** Start of Text segment **

Late last year, fans of the 1980’s Sunset strip, glam-metal band, L.A. Guns were shocked to hear that long time guitarist Stacey Blades was leaving the band.  Blades had joined L.A. Guns in 2004 and quickly became a fan favorite with his incredible guitar playing and cool rockstar looks.  With Blades, L.A. Guns recorded two brilliant studio releases, “Tales from the Strip” in 2005, and “Hollywood Forever” in 2012.  And after a brilliant performance at last year’s prestigious  M3 Festival, (which was recently released by L.A. Guns as a DVD/CD set entitled “Live in Concert”) L.A. Guns seemed like they were on their way to possibility become bigger than ever before.  All which makes the timing of Blades departure so questionable.
 
What follows in an exclusive RMS interview with Stacey Blades in which he finally explains why he left L.A. Guns, his future plans and much more.

RockMusicStar:  Stacey, quite a bit has happened in your career since we last spoke in May of 2012.  Let’s first start with your decision to leave L.A. Guns.

** End of Text segment **
** Start of Recorded information **

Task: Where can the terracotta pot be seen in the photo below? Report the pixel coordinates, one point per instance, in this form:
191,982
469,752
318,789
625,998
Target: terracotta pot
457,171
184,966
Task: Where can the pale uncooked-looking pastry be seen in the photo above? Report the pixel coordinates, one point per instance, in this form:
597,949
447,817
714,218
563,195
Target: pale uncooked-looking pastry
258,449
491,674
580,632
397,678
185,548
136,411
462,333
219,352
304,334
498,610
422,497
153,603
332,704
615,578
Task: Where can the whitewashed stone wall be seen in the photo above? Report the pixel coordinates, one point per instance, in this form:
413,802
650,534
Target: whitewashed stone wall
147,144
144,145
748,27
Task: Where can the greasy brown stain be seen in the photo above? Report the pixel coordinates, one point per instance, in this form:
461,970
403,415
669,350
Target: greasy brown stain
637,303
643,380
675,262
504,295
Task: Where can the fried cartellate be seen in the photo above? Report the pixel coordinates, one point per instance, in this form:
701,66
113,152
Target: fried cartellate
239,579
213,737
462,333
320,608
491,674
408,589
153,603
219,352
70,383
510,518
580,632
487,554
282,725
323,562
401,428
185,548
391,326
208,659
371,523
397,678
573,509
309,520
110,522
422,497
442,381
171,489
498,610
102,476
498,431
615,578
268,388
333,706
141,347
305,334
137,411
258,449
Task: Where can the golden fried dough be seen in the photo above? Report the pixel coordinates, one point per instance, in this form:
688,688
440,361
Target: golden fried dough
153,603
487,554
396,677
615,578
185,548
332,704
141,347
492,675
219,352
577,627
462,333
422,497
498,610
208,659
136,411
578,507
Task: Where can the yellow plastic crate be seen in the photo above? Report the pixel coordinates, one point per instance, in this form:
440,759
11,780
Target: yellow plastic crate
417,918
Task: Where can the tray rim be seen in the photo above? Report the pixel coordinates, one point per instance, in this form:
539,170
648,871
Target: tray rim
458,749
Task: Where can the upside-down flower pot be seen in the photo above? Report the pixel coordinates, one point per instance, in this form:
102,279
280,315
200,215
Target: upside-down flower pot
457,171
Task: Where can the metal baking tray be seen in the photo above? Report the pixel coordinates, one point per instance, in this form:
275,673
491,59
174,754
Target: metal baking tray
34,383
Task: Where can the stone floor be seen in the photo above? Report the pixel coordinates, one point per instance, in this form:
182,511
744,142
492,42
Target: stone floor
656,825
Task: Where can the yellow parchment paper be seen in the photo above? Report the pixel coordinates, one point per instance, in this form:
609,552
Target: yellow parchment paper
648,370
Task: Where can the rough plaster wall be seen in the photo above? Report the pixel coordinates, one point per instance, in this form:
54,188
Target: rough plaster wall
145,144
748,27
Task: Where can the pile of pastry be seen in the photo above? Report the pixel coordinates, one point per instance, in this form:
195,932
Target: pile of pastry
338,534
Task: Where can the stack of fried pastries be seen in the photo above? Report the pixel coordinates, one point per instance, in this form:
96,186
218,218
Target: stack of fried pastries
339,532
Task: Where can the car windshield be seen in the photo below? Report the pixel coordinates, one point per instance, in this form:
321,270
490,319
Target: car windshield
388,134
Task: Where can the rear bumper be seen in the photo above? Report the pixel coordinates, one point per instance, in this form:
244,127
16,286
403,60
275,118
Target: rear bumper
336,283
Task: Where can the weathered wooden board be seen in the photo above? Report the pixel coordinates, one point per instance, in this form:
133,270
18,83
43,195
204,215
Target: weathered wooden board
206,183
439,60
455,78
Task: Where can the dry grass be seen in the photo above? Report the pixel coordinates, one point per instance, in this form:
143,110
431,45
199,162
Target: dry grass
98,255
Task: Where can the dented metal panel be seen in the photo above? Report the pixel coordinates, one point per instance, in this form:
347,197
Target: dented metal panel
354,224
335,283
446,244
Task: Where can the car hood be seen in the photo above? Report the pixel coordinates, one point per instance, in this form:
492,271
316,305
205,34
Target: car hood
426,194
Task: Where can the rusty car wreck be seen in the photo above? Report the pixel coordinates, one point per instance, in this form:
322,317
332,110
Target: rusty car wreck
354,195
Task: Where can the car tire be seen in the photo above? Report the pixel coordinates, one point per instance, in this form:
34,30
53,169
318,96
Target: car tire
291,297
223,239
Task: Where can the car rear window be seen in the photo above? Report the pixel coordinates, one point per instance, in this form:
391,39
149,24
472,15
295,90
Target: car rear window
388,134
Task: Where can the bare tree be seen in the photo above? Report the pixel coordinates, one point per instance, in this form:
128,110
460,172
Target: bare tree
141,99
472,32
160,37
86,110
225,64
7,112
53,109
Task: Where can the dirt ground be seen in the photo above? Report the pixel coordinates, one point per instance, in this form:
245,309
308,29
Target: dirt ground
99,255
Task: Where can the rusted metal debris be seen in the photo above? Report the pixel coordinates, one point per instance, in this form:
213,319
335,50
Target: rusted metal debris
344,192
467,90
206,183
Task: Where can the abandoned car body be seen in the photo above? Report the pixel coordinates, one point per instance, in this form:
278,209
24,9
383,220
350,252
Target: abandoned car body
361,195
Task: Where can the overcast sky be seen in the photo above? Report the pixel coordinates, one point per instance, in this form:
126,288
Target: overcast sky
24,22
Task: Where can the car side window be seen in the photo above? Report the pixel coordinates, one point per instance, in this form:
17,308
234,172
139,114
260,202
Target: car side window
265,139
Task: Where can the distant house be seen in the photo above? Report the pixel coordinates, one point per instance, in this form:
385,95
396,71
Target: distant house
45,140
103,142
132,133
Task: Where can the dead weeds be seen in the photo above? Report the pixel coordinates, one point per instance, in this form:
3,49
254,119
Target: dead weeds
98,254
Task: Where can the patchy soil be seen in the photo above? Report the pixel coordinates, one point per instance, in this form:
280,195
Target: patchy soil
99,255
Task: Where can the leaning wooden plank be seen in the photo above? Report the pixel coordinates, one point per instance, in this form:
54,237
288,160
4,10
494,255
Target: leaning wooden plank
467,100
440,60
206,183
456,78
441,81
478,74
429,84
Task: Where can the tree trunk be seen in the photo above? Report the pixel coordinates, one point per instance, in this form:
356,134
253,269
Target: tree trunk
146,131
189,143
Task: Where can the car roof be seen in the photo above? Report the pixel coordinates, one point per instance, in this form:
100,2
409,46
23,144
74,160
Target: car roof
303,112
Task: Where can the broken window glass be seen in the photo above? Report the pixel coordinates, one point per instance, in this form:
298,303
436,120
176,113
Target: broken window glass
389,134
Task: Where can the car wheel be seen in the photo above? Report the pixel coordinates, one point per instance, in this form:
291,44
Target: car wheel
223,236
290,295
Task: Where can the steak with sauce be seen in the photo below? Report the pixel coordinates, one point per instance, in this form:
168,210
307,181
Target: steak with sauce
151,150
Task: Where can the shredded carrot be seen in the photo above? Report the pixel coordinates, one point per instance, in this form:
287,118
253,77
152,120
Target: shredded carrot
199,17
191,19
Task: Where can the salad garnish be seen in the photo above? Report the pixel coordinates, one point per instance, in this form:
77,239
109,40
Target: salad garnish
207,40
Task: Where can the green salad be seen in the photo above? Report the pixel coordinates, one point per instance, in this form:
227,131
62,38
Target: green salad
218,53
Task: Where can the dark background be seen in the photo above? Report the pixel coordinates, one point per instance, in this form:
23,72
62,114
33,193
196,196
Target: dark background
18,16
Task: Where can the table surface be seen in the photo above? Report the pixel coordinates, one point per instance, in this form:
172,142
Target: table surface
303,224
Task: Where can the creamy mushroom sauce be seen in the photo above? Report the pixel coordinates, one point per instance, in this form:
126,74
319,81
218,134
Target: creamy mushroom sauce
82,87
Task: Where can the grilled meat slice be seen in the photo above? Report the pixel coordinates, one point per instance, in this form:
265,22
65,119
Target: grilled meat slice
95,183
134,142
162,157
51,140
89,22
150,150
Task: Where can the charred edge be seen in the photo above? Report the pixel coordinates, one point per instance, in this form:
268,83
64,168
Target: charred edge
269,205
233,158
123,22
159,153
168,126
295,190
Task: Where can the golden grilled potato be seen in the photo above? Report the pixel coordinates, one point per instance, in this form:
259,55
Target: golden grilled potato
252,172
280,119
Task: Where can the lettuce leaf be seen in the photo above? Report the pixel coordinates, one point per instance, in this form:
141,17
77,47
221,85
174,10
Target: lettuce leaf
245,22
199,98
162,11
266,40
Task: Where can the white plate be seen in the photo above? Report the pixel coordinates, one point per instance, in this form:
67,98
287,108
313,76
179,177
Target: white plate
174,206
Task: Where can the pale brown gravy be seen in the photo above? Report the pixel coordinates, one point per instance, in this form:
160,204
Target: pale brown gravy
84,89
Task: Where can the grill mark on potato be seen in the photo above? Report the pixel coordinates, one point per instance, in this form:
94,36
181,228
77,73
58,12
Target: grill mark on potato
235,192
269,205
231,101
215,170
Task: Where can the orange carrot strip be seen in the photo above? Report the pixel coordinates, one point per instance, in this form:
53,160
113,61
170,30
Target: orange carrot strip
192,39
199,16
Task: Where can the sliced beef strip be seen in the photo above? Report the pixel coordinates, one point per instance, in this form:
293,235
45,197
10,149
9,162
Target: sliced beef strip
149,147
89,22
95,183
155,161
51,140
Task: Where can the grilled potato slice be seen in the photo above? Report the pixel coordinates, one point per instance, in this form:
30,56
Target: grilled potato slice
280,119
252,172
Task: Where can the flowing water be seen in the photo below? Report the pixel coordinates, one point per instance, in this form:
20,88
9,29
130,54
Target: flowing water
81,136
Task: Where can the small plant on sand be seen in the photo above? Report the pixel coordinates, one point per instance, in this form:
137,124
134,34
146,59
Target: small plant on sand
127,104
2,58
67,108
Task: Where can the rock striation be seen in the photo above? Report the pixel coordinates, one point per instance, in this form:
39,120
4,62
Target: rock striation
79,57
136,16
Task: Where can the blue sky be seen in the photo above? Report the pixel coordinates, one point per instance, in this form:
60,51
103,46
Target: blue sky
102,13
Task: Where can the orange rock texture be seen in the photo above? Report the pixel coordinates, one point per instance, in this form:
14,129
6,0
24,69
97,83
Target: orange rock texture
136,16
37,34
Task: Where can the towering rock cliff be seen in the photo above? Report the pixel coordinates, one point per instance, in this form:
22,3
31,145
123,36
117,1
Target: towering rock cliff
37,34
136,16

** End of Recorded information **

## What you will do
Copy out the interview excerpt on Stacey Blades leaving L.A. Guns word for word, from its opening sentence through the first interview prompt.

## Result below
Late last year, fans of the 1980’s Sunset strip, glam-metal band, L.A. Guns were shocked to hear that long time guitarist Stacey Blades was leaving the band.  Blades had joined L.A. Guns in 2004 and quickly became a fan favorite with his incredible guitar playing and cool rockstar looks.  With Blades, L.A. Guns recorded two brilliant studio releases, “Tales from the Strip” in 2005, and “Hollywood Forever” in 2012.  And after a brilliant performance at last year’s prestigious  M3 Festival, (which was recently released by L.A. Guns as a DVD/CD set entitled “Live in Concert”) L.A. Guns seemed like they were on their way to possibility become bigger than ever before.  All which makes the timing of Blades departure so questionable.
 
What follows in an exclusive RMS interview with Stacey Blades in which he finally explains why he left L.A. Guns, his future plans and much more.

RockMusicStar:  Stacey, quite a bit has happened in your career since we last spoke in May of 2012.  Let’s first start with your decision to leave L.A. Guns.